→ **TASK DETAILS**:
What the task needs is every record repeated exactly, nothing more.

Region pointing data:
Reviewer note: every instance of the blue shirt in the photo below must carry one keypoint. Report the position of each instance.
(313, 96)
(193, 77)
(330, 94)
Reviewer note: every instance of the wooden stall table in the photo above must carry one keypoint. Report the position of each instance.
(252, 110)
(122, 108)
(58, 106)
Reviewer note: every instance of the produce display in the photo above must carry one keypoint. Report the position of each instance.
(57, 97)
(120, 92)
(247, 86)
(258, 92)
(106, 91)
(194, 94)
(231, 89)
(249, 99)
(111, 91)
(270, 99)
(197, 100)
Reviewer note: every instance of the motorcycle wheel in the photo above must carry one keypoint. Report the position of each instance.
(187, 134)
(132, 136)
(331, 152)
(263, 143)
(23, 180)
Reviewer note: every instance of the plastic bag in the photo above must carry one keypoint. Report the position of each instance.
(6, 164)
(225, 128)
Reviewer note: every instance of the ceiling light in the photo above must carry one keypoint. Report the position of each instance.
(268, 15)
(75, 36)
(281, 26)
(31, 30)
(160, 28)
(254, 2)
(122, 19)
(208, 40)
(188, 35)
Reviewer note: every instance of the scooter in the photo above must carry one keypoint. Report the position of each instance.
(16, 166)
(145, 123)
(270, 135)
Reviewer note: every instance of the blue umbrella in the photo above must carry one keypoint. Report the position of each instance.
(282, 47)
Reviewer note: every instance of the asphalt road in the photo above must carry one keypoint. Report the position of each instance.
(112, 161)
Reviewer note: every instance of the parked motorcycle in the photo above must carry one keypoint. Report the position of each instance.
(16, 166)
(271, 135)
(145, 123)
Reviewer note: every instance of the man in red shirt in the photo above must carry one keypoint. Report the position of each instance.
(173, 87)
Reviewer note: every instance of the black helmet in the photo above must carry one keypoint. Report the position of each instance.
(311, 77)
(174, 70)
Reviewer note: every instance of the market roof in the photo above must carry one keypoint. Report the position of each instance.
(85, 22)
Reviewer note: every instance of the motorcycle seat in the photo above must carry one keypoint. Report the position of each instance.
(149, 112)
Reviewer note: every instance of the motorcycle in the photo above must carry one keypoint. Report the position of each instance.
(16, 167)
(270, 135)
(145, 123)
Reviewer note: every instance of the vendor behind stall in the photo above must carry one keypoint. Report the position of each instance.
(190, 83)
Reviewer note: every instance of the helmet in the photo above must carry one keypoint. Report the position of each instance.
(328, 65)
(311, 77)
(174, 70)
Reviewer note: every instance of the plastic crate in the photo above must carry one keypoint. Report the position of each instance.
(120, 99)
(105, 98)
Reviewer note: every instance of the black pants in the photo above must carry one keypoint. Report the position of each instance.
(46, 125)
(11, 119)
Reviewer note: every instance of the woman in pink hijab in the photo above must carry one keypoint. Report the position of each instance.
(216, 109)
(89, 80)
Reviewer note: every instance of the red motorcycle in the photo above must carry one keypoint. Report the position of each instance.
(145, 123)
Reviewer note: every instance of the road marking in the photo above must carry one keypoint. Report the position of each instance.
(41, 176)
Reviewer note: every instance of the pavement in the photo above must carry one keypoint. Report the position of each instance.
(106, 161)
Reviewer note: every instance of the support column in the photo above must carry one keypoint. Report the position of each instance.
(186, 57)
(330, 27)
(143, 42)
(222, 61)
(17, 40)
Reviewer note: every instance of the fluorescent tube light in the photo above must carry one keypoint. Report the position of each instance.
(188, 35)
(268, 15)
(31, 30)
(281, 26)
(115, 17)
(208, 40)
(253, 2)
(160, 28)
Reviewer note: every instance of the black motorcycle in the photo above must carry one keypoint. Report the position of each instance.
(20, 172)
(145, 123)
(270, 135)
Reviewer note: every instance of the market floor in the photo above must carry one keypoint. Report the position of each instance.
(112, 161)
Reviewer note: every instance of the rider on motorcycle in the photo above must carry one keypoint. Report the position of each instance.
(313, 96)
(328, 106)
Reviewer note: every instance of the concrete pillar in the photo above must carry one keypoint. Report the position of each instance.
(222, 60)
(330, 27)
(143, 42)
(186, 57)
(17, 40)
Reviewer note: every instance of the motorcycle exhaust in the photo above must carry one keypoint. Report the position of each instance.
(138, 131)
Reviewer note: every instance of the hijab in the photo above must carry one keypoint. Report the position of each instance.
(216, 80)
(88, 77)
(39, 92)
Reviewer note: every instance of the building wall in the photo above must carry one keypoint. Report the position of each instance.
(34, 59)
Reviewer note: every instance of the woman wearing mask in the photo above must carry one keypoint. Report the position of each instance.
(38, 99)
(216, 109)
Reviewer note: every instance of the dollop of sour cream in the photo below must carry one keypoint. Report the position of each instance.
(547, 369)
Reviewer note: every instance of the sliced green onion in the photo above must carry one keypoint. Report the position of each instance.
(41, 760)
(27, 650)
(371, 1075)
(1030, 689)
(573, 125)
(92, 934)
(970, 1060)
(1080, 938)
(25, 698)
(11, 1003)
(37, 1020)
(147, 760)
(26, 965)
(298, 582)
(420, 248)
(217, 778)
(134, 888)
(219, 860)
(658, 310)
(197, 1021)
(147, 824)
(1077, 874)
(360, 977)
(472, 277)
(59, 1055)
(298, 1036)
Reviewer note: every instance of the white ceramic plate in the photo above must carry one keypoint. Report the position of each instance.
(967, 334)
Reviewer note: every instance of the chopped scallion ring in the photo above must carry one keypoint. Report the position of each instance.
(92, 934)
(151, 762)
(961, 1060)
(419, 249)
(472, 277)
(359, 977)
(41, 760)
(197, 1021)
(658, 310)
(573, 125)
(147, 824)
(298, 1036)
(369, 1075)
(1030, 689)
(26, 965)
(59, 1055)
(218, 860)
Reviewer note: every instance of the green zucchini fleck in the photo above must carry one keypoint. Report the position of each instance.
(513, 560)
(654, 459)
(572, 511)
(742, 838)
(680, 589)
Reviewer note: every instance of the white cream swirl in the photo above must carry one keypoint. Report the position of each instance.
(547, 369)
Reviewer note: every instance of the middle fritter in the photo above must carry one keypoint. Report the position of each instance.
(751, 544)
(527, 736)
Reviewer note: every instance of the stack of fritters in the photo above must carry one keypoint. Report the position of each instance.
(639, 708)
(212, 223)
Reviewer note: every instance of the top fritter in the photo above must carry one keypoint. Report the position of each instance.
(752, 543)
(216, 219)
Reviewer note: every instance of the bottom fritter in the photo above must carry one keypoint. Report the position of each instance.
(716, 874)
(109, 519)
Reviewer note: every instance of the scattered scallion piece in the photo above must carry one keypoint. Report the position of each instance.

→ **EXPECTED ANSWER**:
Reviewer note: every instance of the blue shirt in the photo below must carry one keypoint. Report the position of each instance.
(313, 96)
(193, 77)
(330, 94)
Reviewer note: every instance of the wooden stall table in the photo above must carry one keypoint. Report the position of each instance.
(252, 110)
(122, 108)
(58, 106)
Reviewer note: every instance of the produce display in the photo above must carry one keypoint. Report the position of each instance.
(57, 97)
(120, 92)
(247, 86)
(258, 92)
(106, 91)
(194, 94)
(231, 89)
(249, 99)
(111, 91)
(270, 99)
(197, 100)
Reviewer note: every instance of the motorcycle wheel in the photo above must carry one keypoint. Report the position of each instance.
(187, 134)
(132, 136)
(331, 152)
(263, 143)
(23, 180)
Reviewer note: every instance of the plastic bag in the photo above must carry one keypoint. Report the position of each instance.
(6, 164)
(225, 128)
Reviewer note: every instance of the ceiling light in the photo above must carry one keypoint. Report the position of each instance.
(268, 15)
(75, 36)
(281, 26)
(31, 30)
(160, 28)
(254, 2)
(122, 19)
(208, 40)
(188, 35)
Reviewer note: every instance of the scooter in the photo above must carry one keypoint. Report the position of each instance.
(16, 166)
(145, 123)
(270, 135)
Reviewer note: every instance of the blue umbrella in the photo above must carry one keypoint. Report the position of each instance.
(282, 47)
Reviewer note: every instance of the asphalt road in the photo above must carry one keypoint. Report the position of each instance.
(112, 161)
Reviewer note: every instance of the parked motorcycle in the photo above must carry one keypoint. Report the position of each instance.
(16, 166)
(271, 135)
(145, 123)
Reviewer note: every instance of the man in red shirt in the photo above must carry one keypoint. Report the position of each instance.
(173, 87)
Reviewer note: every instance of the black helmet in the photo above must carry one keypoint. Report the position of each instance.
(311, 77)
(174, 70)
Reviewer note: every instance of the market roof in the photo above must carry one keypoint. Report the position of each instance.
(85, 22)
Reviewer note: every instance of the motorcycle seat in the photo above must carry one keypoint. Report the position of each instance.
(149, 112)
Reviewer note: every instance of the motorcycle in the photo above must carry one keypoint. Report the position of each instance.
(16, 167)
(270, 135)
(145, 123)
Reviewer note: every instance of the vendor behind stall in the photo above must carry one keypoint. Report the position of each instance.
(190, 83)
Reviewer note: every instance of the helmet in the photo above must carry one keypoint. Report the position of each instance.
(328, 65)
(311, 77)
(174, 70)
Reviewer note: every instance of the plastic crate in the photo above must carry one keypoint. Report the position of each instance.
(120, 99)
(105, 98)
Reviewer note: every instance of the black pants in the photo above must carry one keypoint. Report the position of each instance.
(46, 125)
(11, 119)
Reviewer note: every instance of the woman in pink hijab in the photo above must carry one keypoint. Report the position of each instance.
(216, 109)
(89, 80)
Reviewer note: every instance of the red motorcycle in the photo above must carry one keypoint. Report the position of each instance.
(145, 123)
Reviewer note: every instance of the road marking in the photo above must carry one keypoint. Report the position of each instance.
(41, 176)
Reviewer note: every instance of the pavement in the photo above must carry one keypoint. Report the position of each instance.
(106, 161)
Reviewer note: every instance of the support column in the photo above must carry one keypoint. Report the position of each instance.
(186, 57)
(330, 27)
(143, 42)
(222, 61)
(17, 40)
Reviewer note: every instance of the fluorescent tube light in the photo above must carry one keypoint. Report the position of each instance.
(188, 35)
(268, 15)
(31, 30)
(281, 26)
(115, 17)
(208, 40)
(253, 2)
(160, 28)
Reviewer note: every instance of the black motorcycle in the photo above must carry one keypoint. Report the position of each instance.
(20, 172)
(145, 123)
(270, 135)
Reviewer note: every instance of the market floor in the photo above must carry one keypoint. Report the position of each instance.
(112, 161)
Reviewer note: every instance of the rider on motorcycle in the photo above must carry one keypoint. Report the position of each instance.
(313, 96)
(328, 106)
Reviewer note: every instance of the concrete pillar in the photo above must carry one keypoint. Report the position of each instance.
(222, 60)
(330, 27)
(143, 42)
(186, 57)
(17, 40)
Reviewer note: every instance of the motorcycle exhaust in the photo above must carry one keypoint. Report the position of each instance.
(138, 131)
Reviewer note: every instance of the hijab in the photo above must carry one keypoint. Report the position of each instance.
(216, 80)
(88, 77)
(39, 92)
Reviewer note: every instance of the building wall in the photo above must carry one keypoint. Report the position of each instance.
(34, 59)
Reviewer note: every instance of the woman wearing mask in the photo above must carry one keypoint. Report the position of each instance.
(38, 99)
(216, 109)
Reviewer note: every instance of the dollop of sour cream in the photo below must carry one keypoint. Report the position of each instance.
(547, 369)
Reviewer note: every instance of the sliced green onion in the photo above must carry one keypoint. Report the position of each instance.
(41, 760)
(27, 650)
(371, 1075)
(1030, 689)
(573, 125)
(92, 934)
(970, 1060)
(1080, 938)
(25, 698)
(11, 1003)
(37, 1020)
(147, 760)
(26, 965)
(298, 582)
(420, 248)
(217, 778)
(134, 888)
(219, 860)
(658, 310)
(197, 1021)
(147, 824)
(1077, 874)
(360, 977)
(472, 277)
(59, 1055)
(298, 1036)
Reviewer note: every instance of the white ceramic plate in the photo above must carry one keypoint. Report the position of each instance.
(967, 334)
Reviewer note: every instance of the chopped scallion ring in the photo above must carry one keypoint. Report the position of each instance.
(92, 934)
(151, 762)
(961, 1060)
(419, 249)
(472, 277)
(359, 977)
(41, 760)
(197, 1021)
(658, 310)
(573, 125)
(147, 824)
(298, 1036)
(369, 1075)
(1030, 689)
(26, 965)
(59, 1055)
(218, 860)
Reviewer note: every instance of the green zucchini fleck in the photo above must carry one keypoint. Report the position of each instance.
(513, 560)
(654, 459)
(572, 511)
(742, 838)
(680, 589)
Reviewer note: every instance of the white cream swirl in the photo above must carry one keypoint. Report the position of each instance.
(547, 369)
Reviewer note: every instance of the middle fritter in the photo above must carry one keypoint. Report the position of each instance.
(751, 544)
(527, 736)
Reviewer note: every instance of the stack of fritters in the photo above must carry one keypoint. Report the position of each instance.
(639, 708)
(212, 223)
Reviewer note: every instance of the top fritter in the photo above must carry one keypoint. Report the position of each instance.
(752, 543)
(216, 219)
Reviewer note: every instance of the bottom fritter in the photo above must carry one keypoint. Report the position of each instance.
(716, 874)
(109, 519)
Reviewer note: every instance of the scattered scallion piece in the photo above must carry one keypoint. Report the position of each instance.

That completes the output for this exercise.